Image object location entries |
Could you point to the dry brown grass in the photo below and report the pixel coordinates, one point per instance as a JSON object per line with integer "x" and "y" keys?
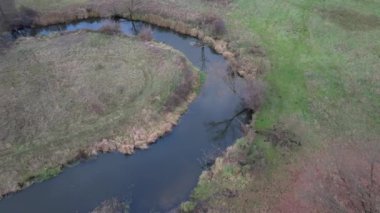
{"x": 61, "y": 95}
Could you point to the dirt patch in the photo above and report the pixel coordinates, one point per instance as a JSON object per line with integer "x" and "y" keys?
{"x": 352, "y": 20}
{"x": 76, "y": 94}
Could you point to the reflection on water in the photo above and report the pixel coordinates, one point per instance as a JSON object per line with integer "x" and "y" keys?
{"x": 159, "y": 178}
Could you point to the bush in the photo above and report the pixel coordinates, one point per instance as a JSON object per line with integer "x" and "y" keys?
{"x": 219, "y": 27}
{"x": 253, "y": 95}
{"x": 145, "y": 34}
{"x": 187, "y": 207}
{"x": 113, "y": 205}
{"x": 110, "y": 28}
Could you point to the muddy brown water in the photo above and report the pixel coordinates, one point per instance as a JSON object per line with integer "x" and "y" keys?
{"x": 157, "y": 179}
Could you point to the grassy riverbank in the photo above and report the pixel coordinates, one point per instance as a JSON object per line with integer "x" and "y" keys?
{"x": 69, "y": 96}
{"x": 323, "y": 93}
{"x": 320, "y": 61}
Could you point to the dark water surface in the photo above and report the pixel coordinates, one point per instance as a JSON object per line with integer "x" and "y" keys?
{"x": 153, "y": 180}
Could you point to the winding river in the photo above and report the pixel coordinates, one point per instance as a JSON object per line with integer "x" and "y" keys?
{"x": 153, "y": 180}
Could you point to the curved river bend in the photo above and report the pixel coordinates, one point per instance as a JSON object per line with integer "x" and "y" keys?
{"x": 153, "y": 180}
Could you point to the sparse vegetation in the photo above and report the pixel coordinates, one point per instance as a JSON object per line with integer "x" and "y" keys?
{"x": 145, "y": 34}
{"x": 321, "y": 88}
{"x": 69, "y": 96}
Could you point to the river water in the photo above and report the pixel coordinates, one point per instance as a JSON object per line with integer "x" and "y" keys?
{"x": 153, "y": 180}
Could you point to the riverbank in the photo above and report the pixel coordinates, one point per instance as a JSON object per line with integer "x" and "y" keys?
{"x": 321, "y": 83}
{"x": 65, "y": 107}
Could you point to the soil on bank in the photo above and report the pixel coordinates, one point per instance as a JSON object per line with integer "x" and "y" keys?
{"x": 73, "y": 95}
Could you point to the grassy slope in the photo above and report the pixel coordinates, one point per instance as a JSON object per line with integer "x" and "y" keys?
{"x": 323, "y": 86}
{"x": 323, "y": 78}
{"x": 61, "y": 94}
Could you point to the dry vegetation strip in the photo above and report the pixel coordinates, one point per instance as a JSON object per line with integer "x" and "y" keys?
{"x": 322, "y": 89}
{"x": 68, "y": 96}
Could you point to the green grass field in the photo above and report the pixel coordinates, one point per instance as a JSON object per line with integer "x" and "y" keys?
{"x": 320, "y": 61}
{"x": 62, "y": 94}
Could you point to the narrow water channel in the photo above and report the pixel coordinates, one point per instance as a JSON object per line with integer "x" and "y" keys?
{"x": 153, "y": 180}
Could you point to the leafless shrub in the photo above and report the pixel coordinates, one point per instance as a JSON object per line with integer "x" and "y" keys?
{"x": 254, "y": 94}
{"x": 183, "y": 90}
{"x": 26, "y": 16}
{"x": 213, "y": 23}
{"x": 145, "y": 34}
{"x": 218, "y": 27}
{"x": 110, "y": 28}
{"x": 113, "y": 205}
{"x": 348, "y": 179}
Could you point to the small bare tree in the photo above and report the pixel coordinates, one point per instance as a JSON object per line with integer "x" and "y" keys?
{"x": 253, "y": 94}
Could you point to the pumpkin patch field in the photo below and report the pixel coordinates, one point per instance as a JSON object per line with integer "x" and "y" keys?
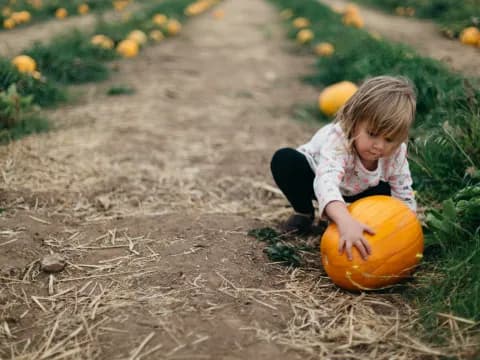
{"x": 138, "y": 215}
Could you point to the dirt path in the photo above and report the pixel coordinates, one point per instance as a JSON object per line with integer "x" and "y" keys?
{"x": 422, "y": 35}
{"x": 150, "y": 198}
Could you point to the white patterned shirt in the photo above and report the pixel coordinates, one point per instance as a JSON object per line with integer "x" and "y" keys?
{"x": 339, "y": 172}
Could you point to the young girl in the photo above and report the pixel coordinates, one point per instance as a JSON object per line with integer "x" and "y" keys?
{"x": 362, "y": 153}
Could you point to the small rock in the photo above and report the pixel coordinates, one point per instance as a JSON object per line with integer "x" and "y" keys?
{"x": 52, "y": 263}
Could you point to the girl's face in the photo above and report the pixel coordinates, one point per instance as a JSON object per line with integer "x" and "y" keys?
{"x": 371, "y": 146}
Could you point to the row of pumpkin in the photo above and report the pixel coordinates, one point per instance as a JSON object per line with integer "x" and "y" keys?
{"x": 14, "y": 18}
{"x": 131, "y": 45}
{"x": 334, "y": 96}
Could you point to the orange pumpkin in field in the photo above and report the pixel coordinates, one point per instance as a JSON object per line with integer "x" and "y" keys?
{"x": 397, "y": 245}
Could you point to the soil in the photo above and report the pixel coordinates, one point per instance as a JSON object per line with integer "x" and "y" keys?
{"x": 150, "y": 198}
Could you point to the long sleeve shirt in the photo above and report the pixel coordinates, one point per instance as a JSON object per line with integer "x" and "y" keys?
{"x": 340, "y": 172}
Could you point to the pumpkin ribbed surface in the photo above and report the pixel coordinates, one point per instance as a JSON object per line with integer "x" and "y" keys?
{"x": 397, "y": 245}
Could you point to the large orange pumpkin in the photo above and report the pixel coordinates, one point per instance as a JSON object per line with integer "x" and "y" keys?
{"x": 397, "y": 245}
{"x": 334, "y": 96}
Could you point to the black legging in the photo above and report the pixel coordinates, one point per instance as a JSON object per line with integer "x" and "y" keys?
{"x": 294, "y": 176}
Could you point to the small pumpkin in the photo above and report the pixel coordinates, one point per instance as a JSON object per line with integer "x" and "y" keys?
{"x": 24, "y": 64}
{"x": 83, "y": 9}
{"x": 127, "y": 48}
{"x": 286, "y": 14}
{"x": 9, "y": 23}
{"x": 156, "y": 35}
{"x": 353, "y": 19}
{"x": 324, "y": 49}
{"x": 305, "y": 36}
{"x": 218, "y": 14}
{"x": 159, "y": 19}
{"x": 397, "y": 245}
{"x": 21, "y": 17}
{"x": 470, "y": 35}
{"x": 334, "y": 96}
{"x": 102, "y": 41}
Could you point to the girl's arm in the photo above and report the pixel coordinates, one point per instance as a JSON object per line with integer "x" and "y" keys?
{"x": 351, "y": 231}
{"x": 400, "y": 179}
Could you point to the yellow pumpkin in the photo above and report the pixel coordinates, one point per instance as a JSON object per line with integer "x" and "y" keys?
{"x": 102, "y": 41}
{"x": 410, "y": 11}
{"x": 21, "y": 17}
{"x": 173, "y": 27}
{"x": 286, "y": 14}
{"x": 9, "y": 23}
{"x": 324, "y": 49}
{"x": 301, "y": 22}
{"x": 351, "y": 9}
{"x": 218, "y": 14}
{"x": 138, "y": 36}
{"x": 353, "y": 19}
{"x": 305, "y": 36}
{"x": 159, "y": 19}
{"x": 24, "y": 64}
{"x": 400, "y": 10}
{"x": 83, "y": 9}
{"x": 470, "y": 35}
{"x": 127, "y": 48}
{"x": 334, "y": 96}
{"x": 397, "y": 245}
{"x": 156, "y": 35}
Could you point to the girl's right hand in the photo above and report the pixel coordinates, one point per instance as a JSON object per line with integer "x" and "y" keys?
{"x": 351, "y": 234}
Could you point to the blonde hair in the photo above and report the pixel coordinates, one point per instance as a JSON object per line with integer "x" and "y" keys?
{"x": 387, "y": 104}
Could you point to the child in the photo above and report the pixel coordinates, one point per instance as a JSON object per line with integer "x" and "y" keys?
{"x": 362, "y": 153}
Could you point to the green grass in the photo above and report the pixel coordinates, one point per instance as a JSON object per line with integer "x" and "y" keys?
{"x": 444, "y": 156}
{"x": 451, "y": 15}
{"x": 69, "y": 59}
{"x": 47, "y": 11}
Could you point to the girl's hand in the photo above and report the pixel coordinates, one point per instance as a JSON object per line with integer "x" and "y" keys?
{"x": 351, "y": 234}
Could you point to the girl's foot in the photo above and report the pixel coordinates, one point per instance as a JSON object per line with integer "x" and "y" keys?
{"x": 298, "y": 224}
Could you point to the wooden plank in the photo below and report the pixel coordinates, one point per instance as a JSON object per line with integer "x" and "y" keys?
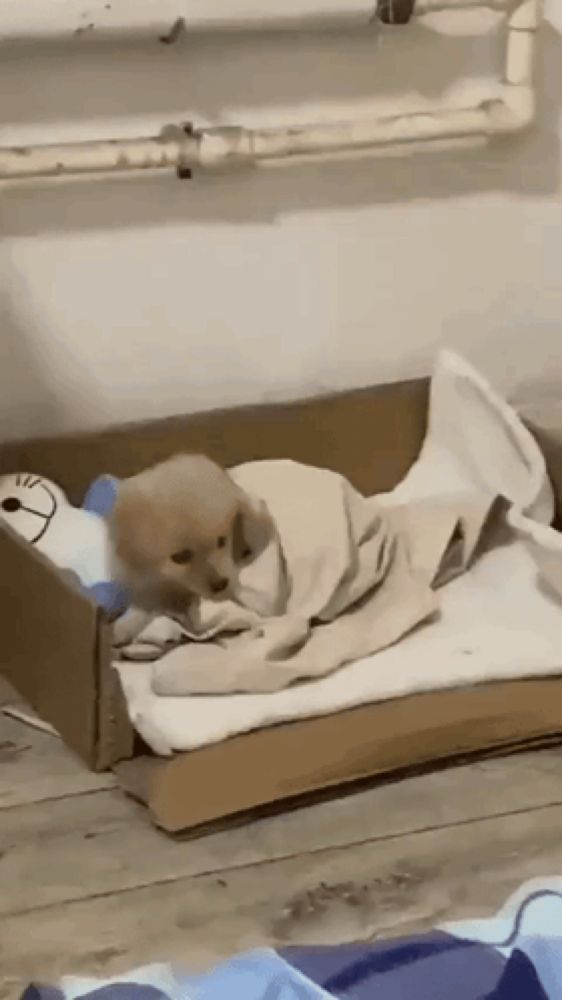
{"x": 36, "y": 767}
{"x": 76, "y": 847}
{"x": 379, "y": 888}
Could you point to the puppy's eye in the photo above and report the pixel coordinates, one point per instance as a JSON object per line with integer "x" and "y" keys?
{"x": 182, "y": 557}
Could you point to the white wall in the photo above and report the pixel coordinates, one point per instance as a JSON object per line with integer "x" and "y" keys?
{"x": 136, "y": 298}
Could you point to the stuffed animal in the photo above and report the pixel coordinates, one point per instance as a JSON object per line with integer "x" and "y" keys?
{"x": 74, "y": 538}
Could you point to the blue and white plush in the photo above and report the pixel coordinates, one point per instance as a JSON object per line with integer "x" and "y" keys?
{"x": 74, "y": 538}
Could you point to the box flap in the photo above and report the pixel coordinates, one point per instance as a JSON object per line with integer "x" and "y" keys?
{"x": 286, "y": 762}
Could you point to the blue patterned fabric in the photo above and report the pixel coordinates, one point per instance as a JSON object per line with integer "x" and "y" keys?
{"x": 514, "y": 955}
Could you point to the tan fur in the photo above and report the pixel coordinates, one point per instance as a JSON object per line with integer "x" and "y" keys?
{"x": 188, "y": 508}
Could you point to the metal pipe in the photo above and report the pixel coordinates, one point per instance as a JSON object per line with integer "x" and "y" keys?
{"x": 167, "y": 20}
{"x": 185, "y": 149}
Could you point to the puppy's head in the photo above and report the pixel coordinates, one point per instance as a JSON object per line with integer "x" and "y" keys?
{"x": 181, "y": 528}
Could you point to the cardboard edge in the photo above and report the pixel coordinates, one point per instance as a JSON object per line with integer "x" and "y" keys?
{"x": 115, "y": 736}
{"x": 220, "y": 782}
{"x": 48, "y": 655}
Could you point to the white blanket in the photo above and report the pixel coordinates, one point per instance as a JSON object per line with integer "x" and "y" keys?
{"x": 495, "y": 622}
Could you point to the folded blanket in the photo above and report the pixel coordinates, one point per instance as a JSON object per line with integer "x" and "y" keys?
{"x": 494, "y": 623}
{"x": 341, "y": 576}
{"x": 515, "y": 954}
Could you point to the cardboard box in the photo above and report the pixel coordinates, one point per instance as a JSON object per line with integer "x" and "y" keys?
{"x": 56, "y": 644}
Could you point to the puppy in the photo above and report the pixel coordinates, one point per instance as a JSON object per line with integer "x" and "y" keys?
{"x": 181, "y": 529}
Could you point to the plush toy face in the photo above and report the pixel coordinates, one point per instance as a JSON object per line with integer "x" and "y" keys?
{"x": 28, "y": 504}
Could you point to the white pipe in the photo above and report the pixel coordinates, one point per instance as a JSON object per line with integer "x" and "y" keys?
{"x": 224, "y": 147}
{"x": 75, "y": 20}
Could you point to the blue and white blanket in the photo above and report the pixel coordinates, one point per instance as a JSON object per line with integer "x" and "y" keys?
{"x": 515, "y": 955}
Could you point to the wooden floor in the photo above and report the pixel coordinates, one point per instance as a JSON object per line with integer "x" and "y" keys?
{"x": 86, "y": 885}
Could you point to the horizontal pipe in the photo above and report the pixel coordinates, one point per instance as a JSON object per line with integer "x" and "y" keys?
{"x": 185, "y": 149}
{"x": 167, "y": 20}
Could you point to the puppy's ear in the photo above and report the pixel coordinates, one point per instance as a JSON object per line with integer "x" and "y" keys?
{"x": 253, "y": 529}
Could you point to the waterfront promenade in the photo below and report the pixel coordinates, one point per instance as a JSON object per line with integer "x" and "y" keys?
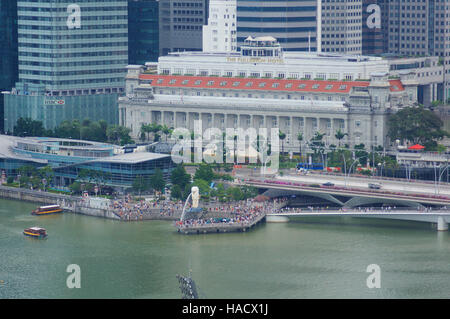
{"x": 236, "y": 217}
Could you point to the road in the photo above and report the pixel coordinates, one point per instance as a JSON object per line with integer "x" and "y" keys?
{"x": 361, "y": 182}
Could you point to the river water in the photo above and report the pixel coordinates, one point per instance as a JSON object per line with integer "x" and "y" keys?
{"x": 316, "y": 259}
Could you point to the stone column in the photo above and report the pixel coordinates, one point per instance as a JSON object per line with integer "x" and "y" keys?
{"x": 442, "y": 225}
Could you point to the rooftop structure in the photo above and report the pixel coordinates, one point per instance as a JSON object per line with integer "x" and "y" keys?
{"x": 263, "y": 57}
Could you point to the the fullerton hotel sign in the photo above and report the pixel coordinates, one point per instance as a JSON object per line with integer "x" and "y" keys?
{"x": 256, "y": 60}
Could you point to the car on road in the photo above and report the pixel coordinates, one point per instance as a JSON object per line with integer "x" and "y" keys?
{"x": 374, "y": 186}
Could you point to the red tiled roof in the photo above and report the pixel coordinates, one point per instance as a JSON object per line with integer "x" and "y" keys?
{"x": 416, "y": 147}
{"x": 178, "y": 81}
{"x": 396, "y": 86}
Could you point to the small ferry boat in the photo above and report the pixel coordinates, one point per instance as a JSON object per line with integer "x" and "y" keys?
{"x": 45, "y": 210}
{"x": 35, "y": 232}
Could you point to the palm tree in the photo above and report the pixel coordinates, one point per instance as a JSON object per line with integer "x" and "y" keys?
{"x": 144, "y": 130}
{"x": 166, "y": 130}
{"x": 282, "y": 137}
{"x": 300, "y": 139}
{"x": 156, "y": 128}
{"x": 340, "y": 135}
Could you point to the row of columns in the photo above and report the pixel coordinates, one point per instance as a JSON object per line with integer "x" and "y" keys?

Problem description | Reproduce the entries verbatim, starting at the line that contains "Could you point to the red" and continuing through the end of the entries, with that first line included.

Solution to this task |
Could you point to the red tiled roof in the photo above and report the pixel coordinates, one point per instance as a JSON object per line with integer "x" and "y" keys?
{"x": 416, "y": 147}
{"x": 178, "y": 81}
{"x": 396, "y": 86}
Could you point to the small ferry boat in the photo above and report the pixel coordinates, one point per instance as a JSON object per line with integer "x" and "y" keys?
{"x": 45, "y": 210}
{"x": 35, "y": 232}
Could you point to the palm tree in the photo above and report the pixel coordinates, one point per instance as a JSON object per line with integer "x" and "y" keys?
{"x": 144, "y": 130}
{"x": 166, "y": 130}
{"x": 282, "y": 137}
{"x": 300, "y": 139}
{"x": 156, "y": 128}
{"x": 340, "y": 135}
Could you point to the row of columns in the photo above and report the pixel coordinates, one point per instance as a JSON object per line with integer "x" and "y" keys?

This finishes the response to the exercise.